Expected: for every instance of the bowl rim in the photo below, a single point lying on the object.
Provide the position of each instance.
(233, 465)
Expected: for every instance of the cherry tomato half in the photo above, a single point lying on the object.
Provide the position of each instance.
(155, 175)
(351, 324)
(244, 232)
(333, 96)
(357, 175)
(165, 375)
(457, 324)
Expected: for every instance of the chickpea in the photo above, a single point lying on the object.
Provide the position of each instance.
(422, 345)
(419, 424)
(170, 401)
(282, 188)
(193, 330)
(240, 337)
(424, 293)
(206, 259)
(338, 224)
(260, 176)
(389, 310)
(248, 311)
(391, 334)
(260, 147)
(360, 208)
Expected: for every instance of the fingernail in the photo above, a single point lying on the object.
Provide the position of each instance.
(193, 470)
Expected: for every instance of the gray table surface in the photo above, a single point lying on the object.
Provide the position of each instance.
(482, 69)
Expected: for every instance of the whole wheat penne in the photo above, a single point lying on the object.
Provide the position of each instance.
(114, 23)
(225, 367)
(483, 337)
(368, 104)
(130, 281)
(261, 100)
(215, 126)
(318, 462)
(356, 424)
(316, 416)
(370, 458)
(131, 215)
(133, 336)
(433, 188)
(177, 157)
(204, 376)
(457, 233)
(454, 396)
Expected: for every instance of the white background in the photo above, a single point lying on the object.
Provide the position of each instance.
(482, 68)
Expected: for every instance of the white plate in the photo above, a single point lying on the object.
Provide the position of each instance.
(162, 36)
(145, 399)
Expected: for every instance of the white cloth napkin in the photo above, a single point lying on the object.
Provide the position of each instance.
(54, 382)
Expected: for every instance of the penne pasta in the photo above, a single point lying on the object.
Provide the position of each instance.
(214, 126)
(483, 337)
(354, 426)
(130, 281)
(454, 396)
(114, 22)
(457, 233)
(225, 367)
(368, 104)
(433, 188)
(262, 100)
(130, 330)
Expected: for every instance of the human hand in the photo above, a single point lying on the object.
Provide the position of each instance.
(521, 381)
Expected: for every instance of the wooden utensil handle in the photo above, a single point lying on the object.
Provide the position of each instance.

- [INSTRUCTIONS TO FOLLOW] Show all lines from the entries that hold "white".

- [YOUR RESPONSE]
Expected: for every instance of the white background in the photo above, a single point lying on the object.
Expected: for every instance of the white plate in the photo above, a single point lying on the object.
Expected: for every instance of the white cloth napkin in the photo above, a single point lying on the object.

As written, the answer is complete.